_Exercise_. Reproduce the records below in full and without edits, omitting images.
[Start Provided records]
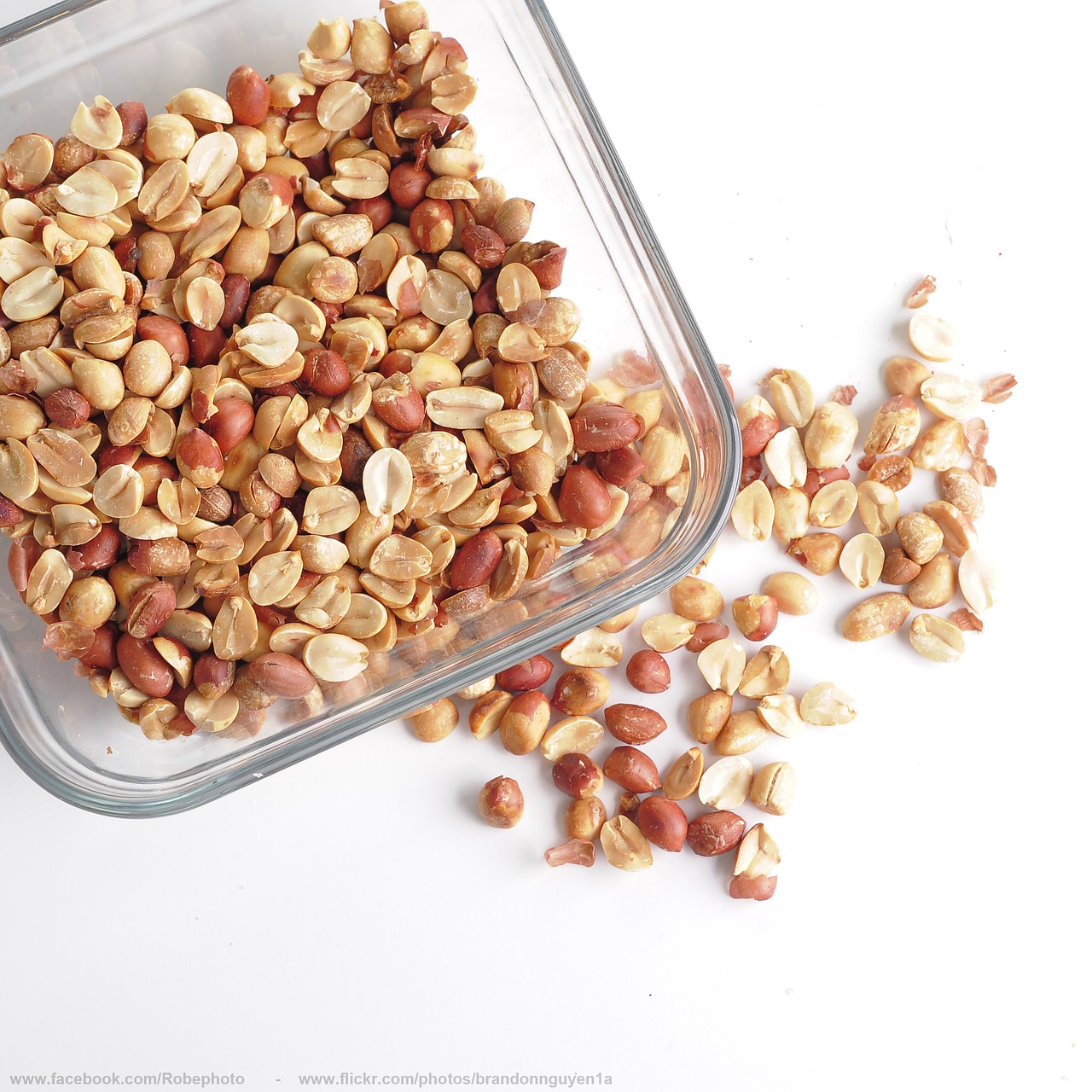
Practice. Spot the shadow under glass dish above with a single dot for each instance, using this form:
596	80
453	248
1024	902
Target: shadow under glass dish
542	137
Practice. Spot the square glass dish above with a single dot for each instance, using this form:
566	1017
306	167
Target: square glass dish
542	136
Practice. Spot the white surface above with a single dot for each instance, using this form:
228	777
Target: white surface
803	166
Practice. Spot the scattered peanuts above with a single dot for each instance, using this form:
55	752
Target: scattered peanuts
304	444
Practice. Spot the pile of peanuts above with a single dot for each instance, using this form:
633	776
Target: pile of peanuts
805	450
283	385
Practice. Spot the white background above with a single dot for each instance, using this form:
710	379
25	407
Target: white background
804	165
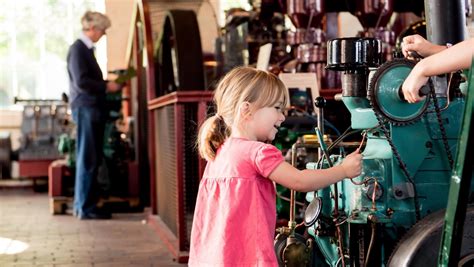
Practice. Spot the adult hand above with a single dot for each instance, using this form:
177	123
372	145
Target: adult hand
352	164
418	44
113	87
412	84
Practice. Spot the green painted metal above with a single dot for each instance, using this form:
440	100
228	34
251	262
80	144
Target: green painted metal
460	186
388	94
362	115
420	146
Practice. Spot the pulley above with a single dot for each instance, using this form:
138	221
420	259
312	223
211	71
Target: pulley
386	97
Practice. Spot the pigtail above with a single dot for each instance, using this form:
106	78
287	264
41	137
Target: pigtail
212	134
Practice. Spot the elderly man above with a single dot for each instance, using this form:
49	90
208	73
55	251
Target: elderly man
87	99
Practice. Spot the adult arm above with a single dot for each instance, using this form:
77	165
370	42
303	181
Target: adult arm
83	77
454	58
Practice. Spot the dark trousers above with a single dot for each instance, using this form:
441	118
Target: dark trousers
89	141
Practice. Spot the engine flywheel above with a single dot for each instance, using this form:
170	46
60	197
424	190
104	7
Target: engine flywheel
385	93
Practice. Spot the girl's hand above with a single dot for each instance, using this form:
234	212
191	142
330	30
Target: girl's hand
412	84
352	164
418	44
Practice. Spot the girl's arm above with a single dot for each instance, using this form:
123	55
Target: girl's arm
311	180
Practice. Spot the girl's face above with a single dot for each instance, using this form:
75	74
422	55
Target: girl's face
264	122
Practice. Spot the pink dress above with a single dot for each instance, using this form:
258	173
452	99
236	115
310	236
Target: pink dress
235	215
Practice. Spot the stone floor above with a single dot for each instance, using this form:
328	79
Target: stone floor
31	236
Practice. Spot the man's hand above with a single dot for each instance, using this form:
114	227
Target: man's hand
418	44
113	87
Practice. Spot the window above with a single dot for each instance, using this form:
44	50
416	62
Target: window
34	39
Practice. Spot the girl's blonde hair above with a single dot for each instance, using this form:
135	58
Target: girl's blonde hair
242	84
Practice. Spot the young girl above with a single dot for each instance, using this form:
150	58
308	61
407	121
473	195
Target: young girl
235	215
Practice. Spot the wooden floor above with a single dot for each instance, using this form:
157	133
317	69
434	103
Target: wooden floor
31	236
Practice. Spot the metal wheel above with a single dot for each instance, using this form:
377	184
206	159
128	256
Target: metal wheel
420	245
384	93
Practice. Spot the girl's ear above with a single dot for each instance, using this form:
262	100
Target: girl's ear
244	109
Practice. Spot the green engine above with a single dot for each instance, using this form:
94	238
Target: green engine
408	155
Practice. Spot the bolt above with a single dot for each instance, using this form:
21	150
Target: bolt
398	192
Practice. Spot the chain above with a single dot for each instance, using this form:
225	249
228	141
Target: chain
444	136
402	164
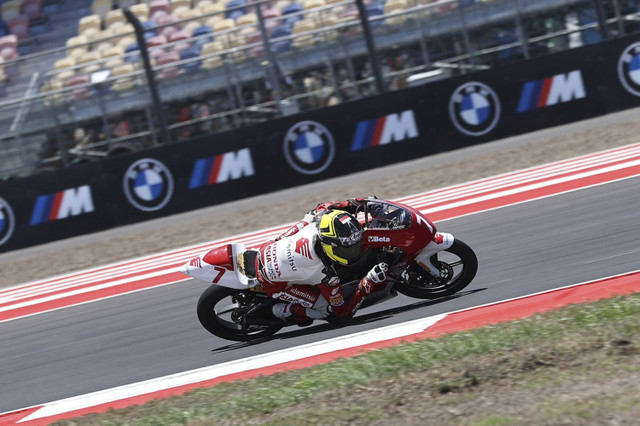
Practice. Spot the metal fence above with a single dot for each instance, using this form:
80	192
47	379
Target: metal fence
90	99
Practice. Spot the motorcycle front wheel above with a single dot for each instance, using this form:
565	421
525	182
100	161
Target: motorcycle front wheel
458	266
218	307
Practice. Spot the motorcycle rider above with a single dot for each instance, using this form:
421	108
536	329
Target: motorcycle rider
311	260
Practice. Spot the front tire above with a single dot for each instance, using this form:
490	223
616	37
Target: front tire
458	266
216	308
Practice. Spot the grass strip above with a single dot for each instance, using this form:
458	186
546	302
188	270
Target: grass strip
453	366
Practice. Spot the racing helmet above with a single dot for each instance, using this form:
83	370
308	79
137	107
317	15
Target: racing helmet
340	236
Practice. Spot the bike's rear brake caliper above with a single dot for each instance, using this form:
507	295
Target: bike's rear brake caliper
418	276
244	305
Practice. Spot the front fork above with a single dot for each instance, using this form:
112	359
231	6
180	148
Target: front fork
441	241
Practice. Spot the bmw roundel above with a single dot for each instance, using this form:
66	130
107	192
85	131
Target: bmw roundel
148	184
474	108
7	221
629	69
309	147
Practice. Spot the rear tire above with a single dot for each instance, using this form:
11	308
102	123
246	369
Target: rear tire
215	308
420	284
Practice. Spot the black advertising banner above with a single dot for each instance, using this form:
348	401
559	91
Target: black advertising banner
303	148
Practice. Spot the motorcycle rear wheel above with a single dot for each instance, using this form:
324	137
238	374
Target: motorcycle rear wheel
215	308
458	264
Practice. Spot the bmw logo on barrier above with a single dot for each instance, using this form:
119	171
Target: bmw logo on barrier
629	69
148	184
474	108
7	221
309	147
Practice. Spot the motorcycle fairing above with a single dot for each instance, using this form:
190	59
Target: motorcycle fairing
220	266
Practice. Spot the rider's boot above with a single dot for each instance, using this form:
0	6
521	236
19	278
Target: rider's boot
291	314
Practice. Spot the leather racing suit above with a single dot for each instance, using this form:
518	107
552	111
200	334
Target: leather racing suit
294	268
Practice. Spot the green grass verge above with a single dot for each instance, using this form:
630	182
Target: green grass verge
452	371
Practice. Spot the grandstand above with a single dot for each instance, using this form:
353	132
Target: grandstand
[End Provided records]
_Written answer_.
Practice. Spot the shadow under glass dish above with a single dot for each instance, using this form:
596	80
453	248
1024	902
Target: shadow under glass dish
542	137
Practice. Spot the square glass dish above with a single dot for each instance, using this form:
566	1017
306	167
Target: square glass dish
542	136
Practice. Spot the white surface above with a single dot for each instance, using this form:
228	777
Target: white surface
803	166
Practice. Spot the scattered peanuts above with a single dot for each instance, using this form:
55	752
Target: scattered peanuts
304	444
Practice. Spot the pile of peanuts above with a single dot for each instance, using this form:
633	776
Target: pile of peanuts
805	450
283	385
Practice. Spot the white background above with a single dot for each instance, using this form:
710	379
25	407
Target: white background
804	165
Practice. Spot the adult hand above with a single dot for each instance, using this form:
177	123
372	145
Target: adult hand
352	164
418	44
113	87
412	84
Practice. Spot the green painted metal above with a single dot for each instance, using this form:
440	100
228	34
251	262
80	144
Target: green painted metal
460	186
388	94
362	115
420	146
Practice. Spot the pulley above with a single dot for each instance, using this form:
138	221
420	259
312	223
211	71
Target: pulley
386	97
Practice. Spot the pigtail above with a single dot for each instance, using this form:
106	78
287	264
41	137
Target: pigtail
212	134
Practice. Spot the elderly man above with a single dot for each instance, using this form:
49	90
208	73
55	251
Target: elderly man
87	99
Practice. Spot the adult arm above with a single dot for each instance, using this form:
77	165
370	42
303	181
Target: adult arm
83	77
454	58
Practice. Spot the dark trousers above with a single dot for each instance, using this form:
441	118
Target: dark trousers
89	141
Practice. Spot the engine flywheel above with a single dot for each instance, using this form:
170	46
60	197
424	190
104	7
Target: engine flywheel
385	93
Practice. Spot the girl's hand above with a single dot for each instance, using this form:
234	212
191	142
330	30
Target: girl's hand
412	84
352	164
418	44
Practice. Spot the girl's arm above with a single dot for each instance, using this form:
123	55
Target: girl's arm
311	180
Practice. Spot the girl's face above with a single dot for each instance, using this form:
75	74
422	55
Target: girl's face
264	122
Practice. Spot the pink dress above with a single dot for each instance, using this form:
258	173
452	99
236	115
310	236
Target: pink dress
235	215
Practice. Spot the stone floor above with a single dot for each instance, using this form:
328	79
Target: stone floor
31	236
Practice. Spot the man's hand above with a single dot for each instance, using this form:
114	227
Target: man's hand
418	44
113	87
Practice. Spot the window above with a single dot for each instance, using this form:
44	50
416	62
Target: window
34	39
Practice. Spot the girl's blonde hair above with a single dot for each instance, using this form:
135	58
Target: girl's blonde hair
242	84
Practice. Spot the young girl above with a single dot for each instance, using this form:
150	58
308	61
407	121
473	195
Target: young girl
235	215
Practice. Spot the wooden floor above with a single dot for each instance, using this form:
157	133
317	69
434	103
Target: wooden floor
31	236
Practice. Spot the metal wheel above with a single dot for each instance, using this form:
377	184
206	159
128	256
Target: metal wheel
420	245
384	93
Practice. Spot the girl's ear above with a single dot for each instance, using this form:
262	100
Target: girl's ear
244	109
Practice. Spot the green engine above with a single dot for each instance, using this form:
94	238
Target: green engine
408	155
Practice. Spot the bolt above with a single dot for each instance, using this form:
21	150
Target: bolt
398	192
Practice. Spot the chain above with a single dot for each instance, using this form:
225	249
228	141
Target: chain
444	136
402	164
Practice. Spot the metal fence above with a single dot for each instance, using this form:
80	192
47	379
Target: metal fence
90	99
Practice. Spot the motorcycle front wheel above with a single dot for each instance, using this form:
565	421
525	182
100	161
Target: motorcycle front wheel
458	266
218	307
Practice. Spot the motorcycle rider above with a single dot for each instance, using this form:
421	108
536	329
Target: motorcycle rider
311	260
Practice. Spot the front tire above with a single dot for each instance, using this form:
490	223
616	37
Target: front tire
458	266
216	308
Practice. Spot the grass strip above with a single dot for each instance, using this form:
458	186
546	302
188	270
Target: grass strip
453	366
Practice. Spot the racing helmet above with a single dot for each instance, using this form:
83	370
308	79
137	107
317	15
Target: racing helmet
340	236
Practice. Spot the bike's rear brake caliper above with a single dot for each instance, using this form:
507	295
Target: bike's rear brake caliper
418	276
244	305
Practice. Spot the front fork above with a single dot for each instance, using this form:
112	359
231	6
180	148
Target: front fork
441	241
Practice. Spot the bmw roundel above with a single dot for each instance, using this form:
66	130
107	192
85	131
Target: bmw roundel
148	184
474	108
7	221
629	69
309	147
Practice. Spot the rear tire above with a single dot for each instance, using this form:
11	308
102	123
246	369
Target: rear tire
215	308
420	284
Practice. Spot the black advertising banner above with a single dot for each instance, using this form:
348	401
559	91
Target: black advertising banner
303	148
Practice. Spot the motorcycle rear wheel above with a single dot for each instance, using this form:
324	137
238	374
Target: motorcycle rear wheel
215	308
458	264
Practice. Spot the bmw logo on barrier above with a single dot for each instance, using this form:
119	171
Target: bmw logo on barrier
629	69
148	184
474	108
7	221
309	147
Practice. Spot the motorcycle fairing above with a single dot for each instance, using this form:
190	59
Target: motorcycle fairing
220	266
Practice. Spot the rider's boot above with a single dot for each instance, using this form:
0	6
521	236
19	278
Target: rider's boot
291	314
Practice. Spot the leather racing suit above with a single dot for each instance, using this form:
518	107
552	111
200	334
Target: leather racing suit
294	268
Practice. Spot the green grass verge above with a single dot for each instance, using this form:
630	182
Target: green grass verge
452	371
Practice. Spot the grandstand above with a single dot for each instance, using this form:
353	132
Target: grandstand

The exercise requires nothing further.